BEGIN Provided text

# Honululu and Kawai



## tonytogo (May 27, 2016)

Will be traveling with my wife to these islands in  October. Have booked a week at the  Royal aloha Waikiki for a week but also the Pono Kai in Kauai five days later. Time share exchanges. Both are booked and paid for seven nights. Total of 12 days on two islands. My question is on how long to stay in Oahu before flying to Kauai. Should we stay the full seven days in  Waikiki?  Never been to either island and we plan to explore both in a rental car. Night life is not important.


----------



## DeniseM (May 27, 2016)

Honolulu (where the Royal Aloha is located) is on the island of Oahu.  It is a large crowded city with sky scrapers and miles of pavement and lots of people.  Lots to do and see, but it is a very urban environment.

The island of Kauai is very rural, and much more laid back.  Lots of things to do outdoors, uncrowded beaches, beautiful scenery.  No huge cities, but major grocery and discount stores, so they have everything you need.

I vastly prefer Kauai, but some people prefer Honolulu - so it depends on what you prefer.

For a first trip, I'd spend 3-4 days on Oahu to see the historical sites, and then spend the rest of the trip on Kauai.

END Provided text
BEGIN Provided data

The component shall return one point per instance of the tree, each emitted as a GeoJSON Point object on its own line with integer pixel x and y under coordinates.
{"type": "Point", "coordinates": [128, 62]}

END Provided data

## Required actions
[a] In the thread about visiting Oahu and Kauai, how many days does DeniseM recommend spending on Oahu for a first trip?
[b] Write the next part of the forum thread about the Oahu and Kauai trip, picking up after its final sentence.
The lines after the thread are not needed here.

## Outputs by task
[a] Three to four days, to see the historical sites.

[b]
Honolulu:






Kapa'a - the largest city on Kauai:  [If you are familiar with Kauai, the large parking lot right in the middle is the Safeway Supermarket.]


----------



## artringwald (May 28, 2016)

DeniseM said:


> Honolulu (where your hotel is located) is a large crowded city with sky scrapers and miles of pavement and lots of people.  Lots to do and see, but it is a very urban environment.
> 
> Kauai is very rural, and much more laid back.  Lots of things to do outdoors, uncrowded beaches, beautiful scenery.  No huge cities, but major grocery and discount stores, so they have everything you need.
> 
> ...



Two pictures are worth 2,000 words. Thanks, Denise


----------



## happymum (May 28, 2016)

Denise, thanks for the giggle. I totally agree with your sentiment, and love the visual.


----------



## taffy19 (May 28, 2016)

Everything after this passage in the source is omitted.